● **RECORDS FOR THIS EXERCISE**
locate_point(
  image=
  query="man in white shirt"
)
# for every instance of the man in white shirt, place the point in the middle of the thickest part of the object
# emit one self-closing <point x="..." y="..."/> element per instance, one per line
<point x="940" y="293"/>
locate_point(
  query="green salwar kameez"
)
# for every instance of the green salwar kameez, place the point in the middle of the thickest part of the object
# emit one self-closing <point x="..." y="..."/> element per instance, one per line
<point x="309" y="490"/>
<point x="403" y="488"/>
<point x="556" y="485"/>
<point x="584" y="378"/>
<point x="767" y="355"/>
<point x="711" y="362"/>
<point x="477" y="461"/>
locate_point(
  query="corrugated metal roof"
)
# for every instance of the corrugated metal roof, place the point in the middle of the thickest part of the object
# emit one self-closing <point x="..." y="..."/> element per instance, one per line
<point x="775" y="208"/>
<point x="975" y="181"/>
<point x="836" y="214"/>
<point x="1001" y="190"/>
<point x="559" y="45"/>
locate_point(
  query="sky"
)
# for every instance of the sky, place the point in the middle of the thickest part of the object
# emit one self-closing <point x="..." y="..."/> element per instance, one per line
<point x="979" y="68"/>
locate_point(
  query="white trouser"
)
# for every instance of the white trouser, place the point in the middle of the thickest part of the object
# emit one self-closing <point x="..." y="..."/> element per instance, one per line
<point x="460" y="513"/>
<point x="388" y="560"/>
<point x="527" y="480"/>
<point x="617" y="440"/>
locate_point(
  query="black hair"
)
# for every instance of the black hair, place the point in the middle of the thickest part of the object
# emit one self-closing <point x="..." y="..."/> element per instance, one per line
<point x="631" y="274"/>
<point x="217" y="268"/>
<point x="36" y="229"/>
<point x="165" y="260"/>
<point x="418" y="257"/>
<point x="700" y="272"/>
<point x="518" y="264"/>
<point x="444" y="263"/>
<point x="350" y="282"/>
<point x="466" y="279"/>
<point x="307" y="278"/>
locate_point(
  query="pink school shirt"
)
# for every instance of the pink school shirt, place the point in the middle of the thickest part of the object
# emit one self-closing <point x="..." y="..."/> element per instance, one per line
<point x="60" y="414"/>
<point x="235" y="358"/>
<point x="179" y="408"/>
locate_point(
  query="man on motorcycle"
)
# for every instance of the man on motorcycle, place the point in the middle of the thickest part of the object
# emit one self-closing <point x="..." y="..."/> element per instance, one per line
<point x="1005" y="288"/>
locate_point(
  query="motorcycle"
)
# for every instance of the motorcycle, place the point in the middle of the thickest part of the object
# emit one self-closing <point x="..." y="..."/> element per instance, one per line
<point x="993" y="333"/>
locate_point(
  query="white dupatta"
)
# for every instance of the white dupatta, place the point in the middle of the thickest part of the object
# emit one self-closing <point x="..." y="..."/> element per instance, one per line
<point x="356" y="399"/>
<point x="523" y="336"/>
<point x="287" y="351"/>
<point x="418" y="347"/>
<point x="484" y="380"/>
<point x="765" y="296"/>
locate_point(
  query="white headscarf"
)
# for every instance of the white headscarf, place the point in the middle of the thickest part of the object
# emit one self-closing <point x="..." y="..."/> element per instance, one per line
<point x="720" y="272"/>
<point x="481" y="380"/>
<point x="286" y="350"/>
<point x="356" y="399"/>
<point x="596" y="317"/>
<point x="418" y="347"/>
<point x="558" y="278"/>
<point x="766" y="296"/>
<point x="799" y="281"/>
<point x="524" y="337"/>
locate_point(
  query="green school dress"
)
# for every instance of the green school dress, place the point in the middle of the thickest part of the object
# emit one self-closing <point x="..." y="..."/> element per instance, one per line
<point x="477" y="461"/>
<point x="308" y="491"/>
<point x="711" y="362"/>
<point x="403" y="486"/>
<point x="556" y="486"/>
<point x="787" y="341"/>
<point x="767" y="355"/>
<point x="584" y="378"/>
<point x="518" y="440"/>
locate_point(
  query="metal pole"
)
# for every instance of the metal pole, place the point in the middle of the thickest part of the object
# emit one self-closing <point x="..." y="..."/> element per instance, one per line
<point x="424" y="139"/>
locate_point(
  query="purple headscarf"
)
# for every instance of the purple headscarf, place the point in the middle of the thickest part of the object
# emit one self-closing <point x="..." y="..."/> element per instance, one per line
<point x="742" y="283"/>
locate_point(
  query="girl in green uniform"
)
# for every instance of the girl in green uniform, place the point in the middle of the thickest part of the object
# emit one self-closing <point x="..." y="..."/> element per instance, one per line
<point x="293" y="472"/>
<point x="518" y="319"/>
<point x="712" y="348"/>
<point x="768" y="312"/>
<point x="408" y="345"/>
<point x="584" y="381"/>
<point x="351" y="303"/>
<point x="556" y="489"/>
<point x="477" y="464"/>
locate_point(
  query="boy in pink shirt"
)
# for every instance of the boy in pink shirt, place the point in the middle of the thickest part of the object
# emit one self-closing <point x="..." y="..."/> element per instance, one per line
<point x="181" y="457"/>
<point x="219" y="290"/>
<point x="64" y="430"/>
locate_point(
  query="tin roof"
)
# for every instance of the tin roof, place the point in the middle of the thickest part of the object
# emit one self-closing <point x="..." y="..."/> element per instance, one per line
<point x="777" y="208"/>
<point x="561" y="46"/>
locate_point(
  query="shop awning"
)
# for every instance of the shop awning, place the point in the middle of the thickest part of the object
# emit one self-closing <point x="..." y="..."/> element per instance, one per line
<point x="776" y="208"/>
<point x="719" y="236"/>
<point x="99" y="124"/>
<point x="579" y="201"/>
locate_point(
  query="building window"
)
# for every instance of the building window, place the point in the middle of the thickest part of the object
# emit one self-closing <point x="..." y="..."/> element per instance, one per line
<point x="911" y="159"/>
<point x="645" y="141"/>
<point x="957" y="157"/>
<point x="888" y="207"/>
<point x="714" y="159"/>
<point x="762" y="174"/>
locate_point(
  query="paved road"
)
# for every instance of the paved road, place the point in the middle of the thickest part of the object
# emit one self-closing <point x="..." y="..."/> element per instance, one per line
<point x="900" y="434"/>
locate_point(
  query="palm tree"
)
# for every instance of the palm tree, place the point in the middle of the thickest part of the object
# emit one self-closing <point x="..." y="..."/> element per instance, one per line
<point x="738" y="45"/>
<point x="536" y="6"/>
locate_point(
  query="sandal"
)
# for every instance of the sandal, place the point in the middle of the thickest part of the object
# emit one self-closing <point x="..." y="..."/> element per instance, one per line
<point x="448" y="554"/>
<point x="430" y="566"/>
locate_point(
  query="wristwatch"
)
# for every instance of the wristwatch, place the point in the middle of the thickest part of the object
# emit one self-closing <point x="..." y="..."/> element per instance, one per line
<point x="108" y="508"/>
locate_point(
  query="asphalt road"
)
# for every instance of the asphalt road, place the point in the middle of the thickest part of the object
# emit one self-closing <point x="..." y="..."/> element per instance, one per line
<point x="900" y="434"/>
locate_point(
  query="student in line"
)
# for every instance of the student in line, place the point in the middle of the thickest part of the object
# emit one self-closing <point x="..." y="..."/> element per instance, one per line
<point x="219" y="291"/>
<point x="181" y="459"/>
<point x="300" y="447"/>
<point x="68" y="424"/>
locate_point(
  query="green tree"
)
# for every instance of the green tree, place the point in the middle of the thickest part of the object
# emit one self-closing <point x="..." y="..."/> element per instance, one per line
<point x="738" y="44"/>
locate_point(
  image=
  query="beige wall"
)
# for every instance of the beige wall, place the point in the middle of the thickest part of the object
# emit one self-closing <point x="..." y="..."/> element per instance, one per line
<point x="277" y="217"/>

● **AIM OF THE EXERCISE**
Transcribe the material above word for word.

● **ANSWER IN FULL**
locate_point(
  image=
  query="man in white shirt"
)
# for every instance of the man in white shirt, place the point in the middle of the thickest part of the object
# emit one self-closing <point x="..." y="..."/> element per instance, one per line
<point x="940" y="293"/>
locate_point(
  query="green salwar kameez"
)
# for every instance of the green salwar kameez, place the point in the middle of the thickest part of the object
# emit one self-closing <point x="..." y="..."/> element per instance, one per line
<point x="309" y="490"/>
<point x="403" y="488"/>
<point x="556" y="485"/>
<point x="584" y="378"/>
<point x="767" y="355"/>
<point x="711" y="362"/>
<point x="477" y="461"/>
locate_point(
  query="corrugated metal roof"
)
# for every instance of the corrugated metal roof, place the point in the middle of the thickest part of the object
# emit one self-closing <point x="..." y="..."/> element per instance, one per line
<point x="775" y="208"/>
<point x="975" y="181"/>
<point x="836" y="214"/>
<point x="1001" y="190"/>
<point x="559" y="45"/>
locate_point(
  query="sky"
)
# for every instance of the sky, place the point in the middle of the thickest part of the object
# emit one self-closing <point x="..." y="..."/> element per instance, one per line
<point x="979" y="68"/>
locate_point(
  query="white trouser"
)
# for every instance of the white trouser, place the point in the middle of the thickest part of the object
# emit one self-closing <point x="..." y="..."/> element per instance, one per line
<point x="460" y="513"/>
<point x="388" y="560"/>
<point x="527" y="480"/>
<point x="617" y="440"/>
locate_point(
  query="black hair"
)
# for every instance of the black hair, place the point in the middle of the thickest part of the object
# emit one self-closing <point x="..." y="..."/> element per instance, one per line
<point x="631" y="274"/>
<point x="217" y="268"/>
<point x="36" y="229"/>
<point x="165" y="260"/>
<point x="418" y="257"/>
<point x="700" y="272"/>
<point x="518" y="264"/>
<point x="444" y="263"/>
<point x="350" y="282"/>
<point x="466" y="279"/>
<point x="307" y="278"/>
locate_point(
  query="pink school shirt"
)
# for every instance of the pink school shirt, place the point in the middle of the thickest part of the object
# emit one self-closing <point x="..." y="..."/> element per instance, one per line
<point x="60" y="414"/>
<point x="235" y="358"/>
<point x="179" y="408"/>
locate_point(
  query="man on motorcycle"
)
# for every instance of the man on motorcycle, place the point in the middle of the thickest part of the object
# emit one self-closing <point x="..." y="..."/> element per instance, one per line
<point x="1005" y="288"/>
locate_point(
  query="motorcycle"
)
# for every instance of the motorcycle, place the point in the middle of the thickest part of the object
# emit one self-closing <point x="..." y="..."/> element per instance, one per line
<point x="993" y="333"/>
locate_point(
  query="white dupatta"
)
# for every instance of the white dupatta, place the point in the middle of the thickest part of the object
# emit one self-closing <point x="..." y="..."/> element per instance, one per line
<point x="356" y="399"/>
<point x="523" y="336"/>
<point x="287" y="351"/>
<point x="418" y="347"/>
<point x="484" y="380"/>
<point x="765" y="296"/>
locate_point(
  query="white headscarf"
)
# for every instance of the white headscarf, place the point in the middle of the thickest part of the object
# emit one self-closing <point x="..." y="..."/> element per instance, one per line
<point x="720" y="272"/>
<point x="481" y="380"/>
<point x="286" y="350"/>
<point x="356" y="399"/>
<point x="596" y="317"/>
<point x="418" y="347"/>
<point x="558" y="278"/>
<point x="766" y="296"/>
<point x="799" y="281"/>
<point x="524" y="337"/>
locate_point(
  query="green school dress"
)
# for every instance of the green school dress, place the point in the middle of the thickest part of the object
# emit one self-closing <point x="..." y="..."/> element per instance, one per line
<point x="477" y="461"/>
<point x="308" y="491"/>
<point x="711" y="362"/>
<point x="403" y="486"/>
<point x="556" y="486"/>
<point x="787" y="341"/>
<point x="767" y="355"/>
<point x="584" y="378"/>
<point x="518" y="440"/>
locate_point(
  query="metal pole"
)
# for every instance of the metal pole, place the point in the middle of the thickest part of the object
# emit one self-closing <point x="..." y="..."/> element per instance, one per line
<point x="424" y="139"/>
locate_point(
  query="purple headscarf"
)
# for every instance of the purple headscarf, place the point in the middle of the thickest part of the object
# emit one self-closing <point x="..." y="..."/> element per instance, one per line
<point x="742" y="283"/>
locate_point(
  query="girl in green uniform"
)
# for every instance of the girl in green uniform, place the point in the middle of the thickest part of the object
# emit one self-closing <point x="..." y="..."/> element per instance, one per line
<point x="293" y="472"/>
<point x="518" y="319"/>
<point x="712" y="348"/>
<point x="768" y="312"/>
<point x="408" y="345"/>
<point x="584" y="381"/>
<point x="351" y="303"/>
<point x="556" y="489"/>
<point x="477" y="464"/>
locate_point(
  query="boy in pink shirt"
)
# for every instance of the boy in pink shirt, place the point in the middle of the thickest part of the object
# emit one self-closing <point x="..." y="..."/> element per instance, one per line
<point x="181" y="457"/>
<point x="219" y="290"/>
<point x="64" y="430"/>
locate_point(
  query="tin roof"
)
# for every instance of the tin roof, place the point in the middle of the thickest part of the object
# emit one self-closing <point x="..." y="..."/> element per instance, one per line
<point x="777" y="208"/>
<point x="561" y="46"/>
locate_point(
  query="shop awning"
)
# for every instance of the shop awning, place the point in the middle of the thickest part of the object
# emit one self-closing <point x="..." y="..."/> element per instance, one per line
<point x="776" y="208"/>
<point x="719" y="236"/>
<point x="99" y="124"/>
<point x="579" y="201"/>
locate_point(
  query="building window"
)
# for every instance of the building window, place the point in the middle of the thickest part of the object
# emit one self-closing <point x="..." y="..."/> element per instance, one per line
<point x="911" y="159"/>
<point x="645" y="141"/>
<point x="957" y="157"/>
<point x="888" y="207"/>
<point x="714" y="159"/>
<point x="762" y="174"/>
locate_point(
  query="paved road"
)
# for every instance of the paved road, place the point in the middle of the thickest part of the object
# emit one self-closing <point x="..." y="..."/> element per instance, one per line
<point x="900" y="434"/>
locate_point(
  query="palm tree"
)
# for every instance of the palm tree, place the point in the middle of the thickest part of the object
# emit one self-closing <point x="..." y="..."/> element per instance, one per line
<point x="738" y="45"/>
<point x="536" y="6"/>
locate_point(
  query="sandal"
)
# for every instance of the sandal, place the point in the middle of the thickest part of the object
# emit one self-closing <point x="..." y="..."/> element per instance, one per line
<point x="448" y="554"/>
<point x="430" y="566"/>
locate_point(
  query="wristwatch"
)
# for every instance of the wristwatch, place the point in the middle of the thickest part of the object
# emit one self-closing <point x="..." y="..."/> element per instance, one per line
<point x="108" y="508"/>
locate_point(
  query="asphalt road"
)
# for every instance of the asphalt road, place the point in the middle of the thickest part of the object
# emit one self-closing <point x="..." y="..."/> element per instance, one per line
<point x="900" y="434"/>
locate_point(
  query="student in line"
)
# for every instance of the student in line, place the point in the middle of the thickest part of the object
# emit one self-closing <point x="..." y="..."/> element per instance, one per line
<point x="219" y="291"/>
<point x="181" y="459"/>
<point x="300" y="447"/>
<point x="68" y="424"/>
locate_point(
  query="green tree"
)
# for every instance of the green tree, place the point in the middle of the thickest part of the object
# emit one self-closing <point x="..." y="..."/> element per instance, one per line
<point x="738" y="44"/>
locate_point(
  image=
  query="beige wall"
)
# for every instance of the beige wall, place the point in the middle of the thickest part of the object
# emit one self-closing <point x="..." y="..."/> element per instance, one per line
<point x="277" y="217"/>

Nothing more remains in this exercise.